● **TRECHO APRESENTADO**
########

Abrir a relação: o imperativo aqui é o de aproveitar tudo, todas as oportunidades; nada perder. Aqui, por em ato um aspecto do fantasma, em função do imperativo do aproveitar ao máximo, é comumente acompanhado da angústia. Vejamos a seguinte passagem:

“Frente à possibilidade do meu namorado beijar outra pessoa no carnaval, ocorre comigo algo visceral, dá um frio no estômago, nas entranhas e irradia para as axilas. Isso é angústia, não é? Mas não tenho forças para proibir, seria considerado careta”.

Em alguns casos, o imperativo da não monogamia tem que ser posto como uma condição de entrada na parceria.

O excesso de trabalho vindo dos “empreendedores de si mesmo” tem sido apontado por alguns como o que leva a uma deflação do desejo, uma exclusão do interesse pelos parceiros, pois todo o tempo e energia já foram gastos em outras atividades.

########

● **DADOS FORNECIDOS**

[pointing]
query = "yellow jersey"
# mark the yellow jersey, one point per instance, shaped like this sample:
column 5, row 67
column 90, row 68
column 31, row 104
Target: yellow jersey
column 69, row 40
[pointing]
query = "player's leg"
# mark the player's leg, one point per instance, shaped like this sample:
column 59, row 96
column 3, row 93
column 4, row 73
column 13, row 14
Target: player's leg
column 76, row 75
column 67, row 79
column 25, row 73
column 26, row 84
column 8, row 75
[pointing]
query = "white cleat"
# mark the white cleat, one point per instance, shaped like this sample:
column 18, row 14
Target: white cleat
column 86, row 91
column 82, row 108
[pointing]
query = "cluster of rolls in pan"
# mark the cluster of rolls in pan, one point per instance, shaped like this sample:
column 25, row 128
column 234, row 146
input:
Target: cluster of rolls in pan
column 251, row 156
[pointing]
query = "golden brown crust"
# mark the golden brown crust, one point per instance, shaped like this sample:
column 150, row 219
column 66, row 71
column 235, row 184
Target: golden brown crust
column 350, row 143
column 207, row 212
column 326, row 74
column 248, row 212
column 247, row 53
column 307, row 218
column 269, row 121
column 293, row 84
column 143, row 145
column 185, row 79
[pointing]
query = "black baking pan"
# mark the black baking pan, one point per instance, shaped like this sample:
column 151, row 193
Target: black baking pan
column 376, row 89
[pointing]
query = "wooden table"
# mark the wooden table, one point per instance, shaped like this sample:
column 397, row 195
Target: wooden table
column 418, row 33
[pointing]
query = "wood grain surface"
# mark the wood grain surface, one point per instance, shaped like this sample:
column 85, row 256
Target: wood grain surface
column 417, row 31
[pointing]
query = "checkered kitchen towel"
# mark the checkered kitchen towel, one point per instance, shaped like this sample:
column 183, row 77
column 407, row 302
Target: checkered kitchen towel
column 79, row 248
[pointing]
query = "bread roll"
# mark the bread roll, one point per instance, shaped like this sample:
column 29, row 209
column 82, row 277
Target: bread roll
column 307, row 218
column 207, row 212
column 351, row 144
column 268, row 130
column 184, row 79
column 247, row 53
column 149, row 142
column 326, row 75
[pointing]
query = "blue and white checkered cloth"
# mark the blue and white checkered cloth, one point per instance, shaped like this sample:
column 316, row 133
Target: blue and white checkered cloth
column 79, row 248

########

● **TAREFAS E EXERCÍCIOS**
a) Responda às perguntas abaixo com base no trecho sobre relações abertas, uma resposta por linha e com a mesma marcação.
(i) Segundo o trecho, qual é o imperativo presente ao abrir a relação?
(ii) Na passagem citada, por que a pessoa diz não ter forças para proibir?
(iii) A que alguns atribuem a deflação do desejo?
b) Prossiga o trecho sobre relações abertas e o imperativo de aproveitar tudo a partir da última frase apresentada.

● **RESPOSTAS DO EXERCÍCIO**
a)
(i) Aproveitar tudo, todas as oportunidades, sem nada perder.
(ii) Porque "seria considerado careta".
(iii) Ao excesso de trabalho vindo dos "empreendedores de si mesmo".

b)
A compulsão por pornografia digital e a ausência de desejo pelo parceiro tem sido uma queixa presente. O pornô digital oferta uma gama de fantasias filmadas e disponíveis na “prateleira” dos sites, à disposição a qualquer hora nos celulares conectados. Nesta via, o objeto a abandona seu lugar de causa de desejo e passa ser objeto de puro gozo. Ter a fantasia pré-fabricada e ao alcance do bolso faz com que alguns se defendam do encontro sexual – sempre faltoso.

Algo semelhante se dá com o chemsex, prática contemporânea de fazer uso de (muitas) substâncias psicoativas para turbinar o prazer na hora do sexo. É frequentemente citado como gerando falhas de memória no dia seguinte, apagamentos da sensação de prazer e predomínio do gozo.

Em todos os casos, importa investigar as diferenças entre o que se passa no circuito do desejo e do fantasma – implicando o objeto a como causa –, e na iteração do Um de gozo pela via do mais-de-gozar.

Encerro com duas passagens de Lacan no Seminário 19. Devemos interrogar severamente “a irrupção dessa coisa estranhíssima que é a função do Um”[29]. No discurso analítico, continua Lacan, ao interrogarmos essa estrutura, o Um está no princípio da repetição. O que se produz no chamado estágio do mais-de-gozar é uma produção significante, a do S1 (sozinho): “outro nível do Um”[30]. Lacan nos incita a reconhecer como incide o Um em cada caso que atendemos.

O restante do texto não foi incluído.